● **WHAT THE EXERCISE ASKS**:
Lines from the beginning of the data below through the one containing "find the carved bed frame" are to be printed exactly as they appear.

Stored data entries

# # # # # # #

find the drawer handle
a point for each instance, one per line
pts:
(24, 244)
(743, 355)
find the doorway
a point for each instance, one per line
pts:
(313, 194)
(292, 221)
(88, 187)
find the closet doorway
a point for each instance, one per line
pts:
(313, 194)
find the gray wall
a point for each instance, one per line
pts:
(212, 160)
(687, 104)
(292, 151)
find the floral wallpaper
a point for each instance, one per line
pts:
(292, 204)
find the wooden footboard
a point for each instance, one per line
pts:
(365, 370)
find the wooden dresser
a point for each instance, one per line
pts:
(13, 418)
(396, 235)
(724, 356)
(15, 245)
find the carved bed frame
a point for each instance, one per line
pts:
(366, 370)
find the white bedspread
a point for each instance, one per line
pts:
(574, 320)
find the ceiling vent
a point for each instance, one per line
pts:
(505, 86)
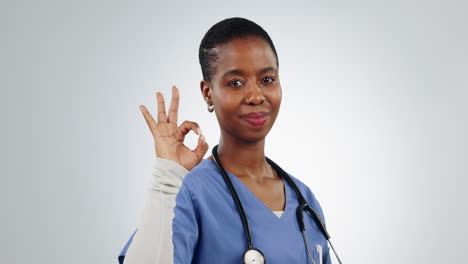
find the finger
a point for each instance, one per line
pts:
(149, 119)
(186, 126)
(161, 108)
(202, 147)
(174, 107)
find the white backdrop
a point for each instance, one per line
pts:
(373, 119)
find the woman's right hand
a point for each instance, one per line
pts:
(169, 139)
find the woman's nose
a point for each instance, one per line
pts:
(254, 95)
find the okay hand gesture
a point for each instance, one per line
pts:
(169, 138)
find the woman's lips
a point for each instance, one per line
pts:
(256, 119)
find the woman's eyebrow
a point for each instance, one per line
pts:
(241, 72)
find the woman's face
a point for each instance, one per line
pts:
(245, 89)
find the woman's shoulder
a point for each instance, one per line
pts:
(203, 173)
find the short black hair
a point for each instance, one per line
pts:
(223, 32)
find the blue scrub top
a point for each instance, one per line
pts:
(207, 227)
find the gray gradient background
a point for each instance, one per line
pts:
(373, 119)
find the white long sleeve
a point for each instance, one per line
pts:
(152, 243)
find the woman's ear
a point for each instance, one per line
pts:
(206, 92)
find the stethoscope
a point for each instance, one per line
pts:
(253, 255)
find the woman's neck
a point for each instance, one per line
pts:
(244, 159)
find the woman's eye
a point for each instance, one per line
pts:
(268, 80)
(235, 83)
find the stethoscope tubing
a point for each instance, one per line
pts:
(303, 205)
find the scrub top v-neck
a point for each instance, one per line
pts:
(207, 227)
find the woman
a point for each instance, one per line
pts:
(241, 85)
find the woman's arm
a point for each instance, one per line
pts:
(152, 242)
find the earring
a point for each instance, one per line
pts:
(210, 108)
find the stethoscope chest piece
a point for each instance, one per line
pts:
(253, 256)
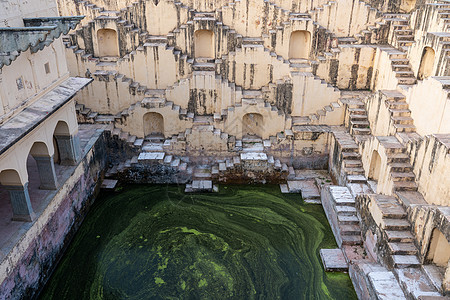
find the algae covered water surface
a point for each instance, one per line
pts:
(155, 242)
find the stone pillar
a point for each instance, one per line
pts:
(47, 174)
(20, 202)
(69, 149)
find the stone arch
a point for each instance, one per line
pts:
(39, 149)
(204, 43)
(61, 128)
(41, 162)
(299, 44)
(407, 5)
(253, 124)
(153, 124)
(10, 177)
(438, 249)
(375, 166)
(426, 64)
(66, 145)
(19, 198)
(108, 43)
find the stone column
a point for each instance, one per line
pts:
(20, 202)
(47, 174)
(69, 149)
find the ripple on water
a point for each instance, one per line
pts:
(155, 242)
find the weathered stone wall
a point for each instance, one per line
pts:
(430, 159)
(27, 267)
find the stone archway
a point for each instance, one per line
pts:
(426, 64)
(204, 44)
(439, 249)
(299, 44)
(40, 164)
(252, 125)
(153, 124)
(19, 198)
(407, 5)
(66, 145)
(108, 43)
(375, 166)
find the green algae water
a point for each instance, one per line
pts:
(155, 242)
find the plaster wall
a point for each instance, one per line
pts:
(12, 11)
(430, 106)
(25, 269)
(16, 156)
(430, 159)
(26, 79)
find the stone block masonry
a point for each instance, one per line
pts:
(27, 262)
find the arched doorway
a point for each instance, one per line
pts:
(108, 43)
(299, 44)
(153, 124)
(407, 5)
(375, 166)
(253, 125)
(14, 197)
(426, 64)
(204, 44)
(66, 145)
(41, 168)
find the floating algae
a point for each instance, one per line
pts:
(246, 242)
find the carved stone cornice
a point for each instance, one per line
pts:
(37, 34)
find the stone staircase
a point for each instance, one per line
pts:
(351, 169)
(396, 229)
(339, 206)
(399, 112)
(400, 170)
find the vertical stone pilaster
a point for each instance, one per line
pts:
(69, 149)
(20, 202)
(47, 174)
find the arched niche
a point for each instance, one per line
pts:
(426, 64)
(153, 124)
(300, 44)
(108, 43)
(407, 5)
(10, 177)
(375, 166)
(204, 44)
(439, 249)
(252, 124)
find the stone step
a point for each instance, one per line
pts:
(343, 210)
(389, 207)
(400, 167)
(402, 176)
(361, 131)
(405, 120)
(405, 261)
(396, 224)
(350, 229)
(352, 163)
(405, 186)
(398, 158)
(351, 240)
(404, 127)
(350, 155)
(356, 179)
(399, 236)
(168, 159)
(348, 220)
(354, 171)
(402, 248)
(357, 111)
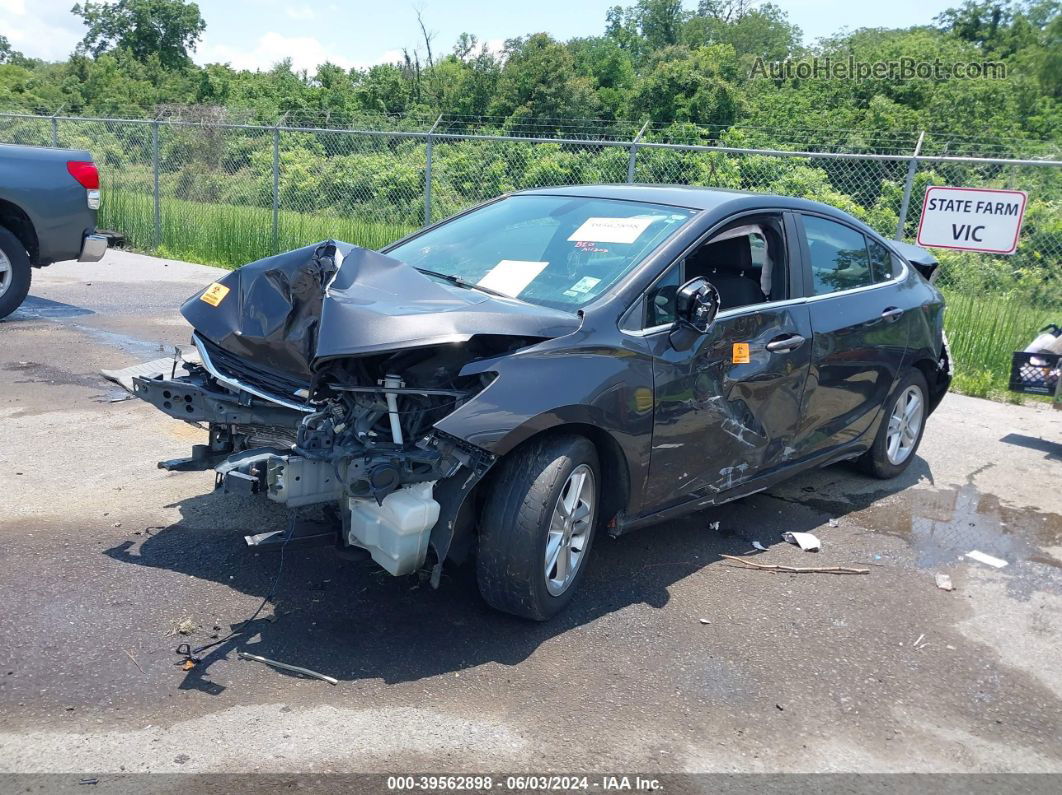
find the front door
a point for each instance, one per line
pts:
(729, 408)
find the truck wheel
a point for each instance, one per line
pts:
(14, 273)
(901, 432)
(537, 525)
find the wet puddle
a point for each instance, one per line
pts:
(943, 524)
(34, 307)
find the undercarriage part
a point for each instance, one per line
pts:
(194, 398)
(397, 530)
(304, 534)
(393, 382)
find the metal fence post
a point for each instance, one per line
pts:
(427, 173)
(154, 170)
(276, 188)
(908, 184)
(633, 156)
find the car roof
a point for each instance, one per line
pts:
(690, 196)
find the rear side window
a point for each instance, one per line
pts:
(839, 257)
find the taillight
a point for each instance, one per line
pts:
(84, 172)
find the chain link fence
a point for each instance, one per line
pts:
(227, 193)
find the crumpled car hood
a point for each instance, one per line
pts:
(330, 299)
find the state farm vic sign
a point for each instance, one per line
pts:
(972, 219)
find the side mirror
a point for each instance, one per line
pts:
(696, 305)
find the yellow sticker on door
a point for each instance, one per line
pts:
(215, 294)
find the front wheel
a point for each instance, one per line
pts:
(901, 432)
(537, 525)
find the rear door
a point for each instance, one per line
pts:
(859, 314)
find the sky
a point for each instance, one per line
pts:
(257, 33)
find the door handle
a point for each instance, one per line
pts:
(785, 344)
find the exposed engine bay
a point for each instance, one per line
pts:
(354, 432)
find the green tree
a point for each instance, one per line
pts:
(538, 83)
(684, 85)
(168, 29)
(764, 31)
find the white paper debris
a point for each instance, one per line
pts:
(510, 276)
(987, 559)
(807, 541)
(612, 229)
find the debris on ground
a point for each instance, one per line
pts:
(987, 559)
(807, 541)
(132, 657)
(798, 569)
(286, 667)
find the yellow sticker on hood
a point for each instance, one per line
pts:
(215, 294)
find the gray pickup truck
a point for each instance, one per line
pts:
(48, 204)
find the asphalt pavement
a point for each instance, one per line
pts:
(670, 659)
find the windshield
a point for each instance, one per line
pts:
(560, 252)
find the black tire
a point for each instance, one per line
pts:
(875, 462)
(18, 276)
(515, 525)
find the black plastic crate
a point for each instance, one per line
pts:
(1034, 374)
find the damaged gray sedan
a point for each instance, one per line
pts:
(558, 362)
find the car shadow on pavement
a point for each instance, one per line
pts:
(352, 620)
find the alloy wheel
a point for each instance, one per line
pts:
(905, 424)
(569, 530)
(6, 274)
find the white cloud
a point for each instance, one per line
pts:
(46, 33)
(301, 12)
(306, 52)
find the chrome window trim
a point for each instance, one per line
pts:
(239, 385)
(723, 315)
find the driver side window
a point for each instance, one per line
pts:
(746, 261)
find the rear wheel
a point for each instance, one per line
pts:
(14, 273)
(901, 432)
(537, 526)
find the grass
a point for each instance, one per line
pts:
(983, 330)
(230, 235)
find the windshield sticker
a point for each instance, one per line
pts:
(582, 287)
(612, 229)
(215, 294)
(510, 276)
(588, 247)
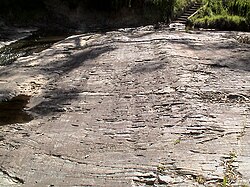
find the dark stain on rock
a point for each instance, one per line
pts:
(12, 111)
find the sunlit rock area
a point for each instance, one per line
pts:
(130, 107)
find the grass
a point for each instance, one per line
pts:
(223, 15)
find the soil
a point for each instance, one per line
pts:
(132, 107)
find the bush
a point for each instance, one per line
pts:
(223, 15)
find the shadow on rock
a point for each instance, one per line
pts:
(80, 59)
(55, 102)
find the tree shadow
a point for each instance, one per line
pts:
(57, 98)
(55, 102)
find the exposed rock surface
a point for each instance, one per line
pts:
(131, 108)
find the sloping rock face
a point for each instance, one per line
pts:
(131, 107)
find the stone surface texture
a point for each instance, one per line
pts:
(133, 107)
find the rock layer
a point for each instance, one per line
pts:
(129, 108)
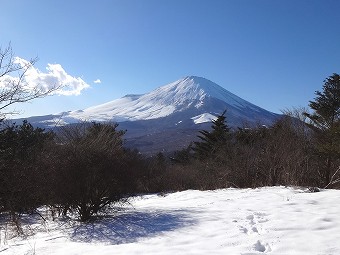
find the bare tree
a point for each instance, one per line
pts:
(13, 86)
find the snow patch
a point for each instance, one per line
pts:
(203, 118)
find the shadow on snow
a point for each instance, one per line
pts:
(130, 226)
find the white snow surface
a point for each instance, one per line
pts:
(190, 91)
(203, 118)
(270, 220)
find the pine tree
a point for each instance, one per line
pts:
(325, 121)
(212, 141)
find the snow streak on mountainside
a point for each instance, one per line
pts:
(192, 100)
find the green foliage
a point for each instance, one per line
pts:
(326, 105)
(20, 148)
(325, 121)
(94, 168)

# # # # # # #

● **EXERCISE RESULT**:
find the drawer handle
a point for each instance, one per line
pts:
(24, 244)
(743, 355)
find the doorway
a point for each instance, one per line
pts:
(313, 194)
(292, 221)
(88, 187)
find the closet doorway
a point for each instance, one per line
pts:
(313, 194)
find the gray wall
a point for each instance, one per line
pts:
(212, 160)
(687, 104)
(292, 151)
find the floral wallpaper
a point for each instance, one per line
pts:
(292, 204)
find the wooden footboard
a point for each instance, one per line
pts:
(365, 370)
find the wooden dresser
a point for each instance, one per line
pts:
(13, 418)
(396, 235)
(724, 356)
(15, 245)
find the carved bed frame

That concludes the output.